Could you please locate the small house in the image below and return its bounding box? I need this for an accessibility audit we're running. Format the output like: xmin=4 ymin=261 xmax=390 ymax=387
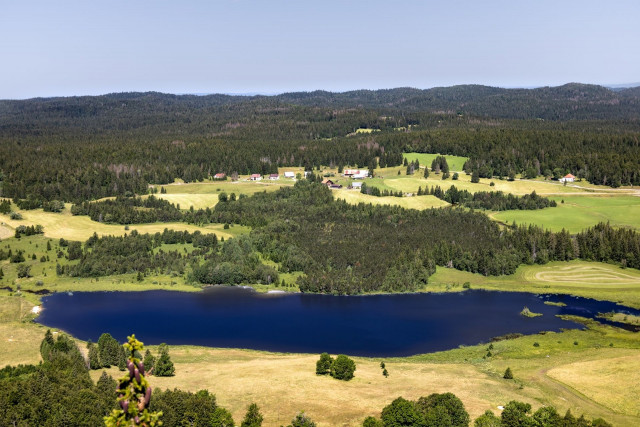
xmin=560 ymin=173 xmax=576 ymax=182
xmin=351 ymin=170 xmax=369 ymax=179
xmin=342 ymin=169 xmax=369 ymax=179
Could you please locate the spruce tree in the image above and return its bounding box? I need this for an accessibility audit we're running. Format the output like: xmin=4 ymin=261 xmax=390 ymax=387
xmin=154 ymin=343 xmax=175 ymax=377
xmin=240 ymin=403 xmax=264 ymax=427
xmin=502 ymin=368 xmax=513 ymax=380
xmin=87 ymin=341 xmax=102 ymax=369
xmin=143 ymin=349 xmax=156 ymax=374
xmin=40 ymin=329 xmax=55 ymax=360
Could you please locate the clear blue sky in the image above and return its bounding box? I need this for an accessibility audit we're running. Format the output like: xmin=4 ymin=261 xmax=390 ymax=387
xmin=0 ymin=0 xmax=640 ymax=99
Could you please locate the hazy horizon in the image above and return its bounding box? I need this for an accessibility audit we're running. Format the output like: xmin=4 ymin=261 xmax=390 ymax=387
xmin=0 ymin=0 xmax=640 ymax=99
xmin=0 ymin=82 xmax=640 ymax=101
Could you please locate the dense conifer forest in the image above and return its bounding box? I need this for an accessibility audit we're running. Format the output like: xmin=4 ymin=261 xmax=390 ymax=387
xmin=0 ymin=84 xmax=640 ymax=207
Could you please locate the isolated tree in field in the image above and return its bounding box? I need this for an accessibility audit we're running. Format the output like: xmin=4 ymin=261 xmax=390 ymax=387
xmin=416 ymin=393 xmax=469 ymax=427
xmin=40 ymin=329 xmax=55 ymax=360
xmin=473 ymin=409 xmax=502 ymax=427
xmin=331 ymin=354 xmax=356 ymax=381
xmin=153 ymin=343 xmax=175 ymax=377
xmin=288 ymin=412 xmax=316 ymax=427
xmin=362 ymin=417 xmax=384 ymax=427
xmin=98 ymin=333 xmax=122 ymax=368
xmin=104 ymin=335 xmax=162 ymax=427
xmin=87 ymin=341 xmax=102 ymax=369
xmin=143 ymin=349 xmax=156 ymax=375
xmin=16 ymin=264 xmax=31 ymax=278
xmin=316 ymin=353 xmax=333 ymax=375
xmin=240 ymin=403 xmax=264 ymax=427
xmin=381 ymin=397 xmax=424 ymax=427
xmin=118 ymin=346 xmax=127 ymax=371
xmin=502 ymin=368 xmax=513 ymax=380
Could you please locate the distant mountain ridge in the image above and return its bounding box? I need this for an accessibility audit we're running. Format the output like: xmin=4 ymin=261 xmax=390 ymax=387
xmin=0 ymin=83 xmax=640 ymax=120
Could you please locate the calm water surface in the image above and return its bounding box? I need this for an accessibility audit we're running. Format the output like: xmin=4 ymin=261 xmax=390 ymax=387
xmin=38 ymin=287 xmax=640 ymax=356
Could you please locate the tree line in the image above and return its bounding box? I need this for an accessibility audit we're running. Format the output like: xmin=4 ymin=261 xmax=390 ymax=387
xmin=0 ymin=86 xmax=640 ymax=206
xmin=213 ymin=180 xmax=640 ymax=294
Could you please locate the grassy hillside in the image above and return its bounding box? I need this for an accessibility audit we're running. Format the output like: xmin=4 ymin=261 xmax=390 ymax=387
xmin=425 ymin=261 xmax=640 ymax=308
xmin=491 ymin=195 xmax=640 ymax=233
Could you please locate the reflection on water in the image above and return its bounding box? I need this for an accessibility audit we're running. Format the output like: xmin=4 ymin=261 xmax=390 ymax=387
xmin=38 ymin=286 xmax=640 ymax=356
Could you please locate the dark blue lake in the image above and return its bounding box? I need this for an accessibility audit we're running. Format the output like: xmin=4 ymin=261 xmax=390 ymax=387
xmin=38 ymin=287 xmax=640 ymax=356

INSTRUCTIONS FOR THE TASK | Extract every line in the records above that contains the word "blue", counting only matches with the same uppercase and lowercase letters.

THE COMPLETED TASK |
Could you please locate the clear blue sky in the image above and return its bounding box? I need this for an accessibility audit we're running. Format the output like: xmin=4 ymin=261 xmax=390 ymax=387
Could you please locate the dark blue lake in the image above and return its bounding box? I need this for an accessibility audit we're running. Format the output like: xmin=4 ymin=261 xmax=390 ymax=387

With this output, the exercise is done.